Goal of the exercise =
Would you please give all the lines below again, exactly as they stand?

Given entries =
******************************

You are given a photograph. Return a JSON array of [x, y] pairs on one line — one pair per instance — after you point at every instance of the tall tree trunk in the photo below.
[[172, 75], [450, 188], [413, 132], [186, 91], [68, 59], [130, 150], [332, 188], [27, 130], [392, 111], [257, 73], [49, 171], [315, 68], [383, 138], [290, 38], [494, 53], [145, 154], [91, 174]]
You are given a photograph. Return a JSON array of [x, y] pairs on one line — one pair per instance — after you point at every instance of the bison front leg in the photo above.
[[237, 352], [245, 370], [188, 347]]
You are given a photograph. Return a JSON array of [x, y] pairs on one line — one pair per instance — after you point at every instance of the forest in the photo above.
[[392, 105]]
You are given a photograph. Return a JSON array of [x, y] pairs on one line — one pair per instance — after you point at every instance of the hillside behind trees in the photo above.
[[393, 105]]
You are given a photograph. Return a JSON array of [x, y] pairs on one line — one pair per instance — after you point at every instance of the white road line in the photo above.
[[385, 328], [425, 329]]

******************************

Reply to the task =
You are given a photograph. Return a JSON array of [x, y] pairs on one line — one pair per instance — after you point at every instance of the tall tree trunk in the photo below.
[[172, 75], [450, 188], [413, 132], [186, 91], [68, 59], [130, 150], [332, 188], [27, 130], [392, 111], [257, 73], [49, 171], [315, 68], [383, 138], [290, 38], [494, 53], [145, 154], [91, 174]]
You are given a photograph. Return a JSON array of [x, y] pairs on one line — one pair per instance — after you point at every instance of the bison front leg in the photo above.
[[237, 352], [245, 370], [188, 347]]
You are given a photograph. Return a JSON array of [x, y] pairs on one line — one pair per instance — after you point at every instance of the forest in the photo above.
[[392, 105]]
You are given a photograph. Return a JSON array of [x, y] pairs on one line — one pair per instance — after you point at every instance of the hillside behind trees in the photo above.
[[393, 105]]
You are given a photograph. Return a JSON array of [x, y] pairs on one line — one pair per instance — after you point at every instance of the white road line in the photo above.
[[385, 328], [425, 329]]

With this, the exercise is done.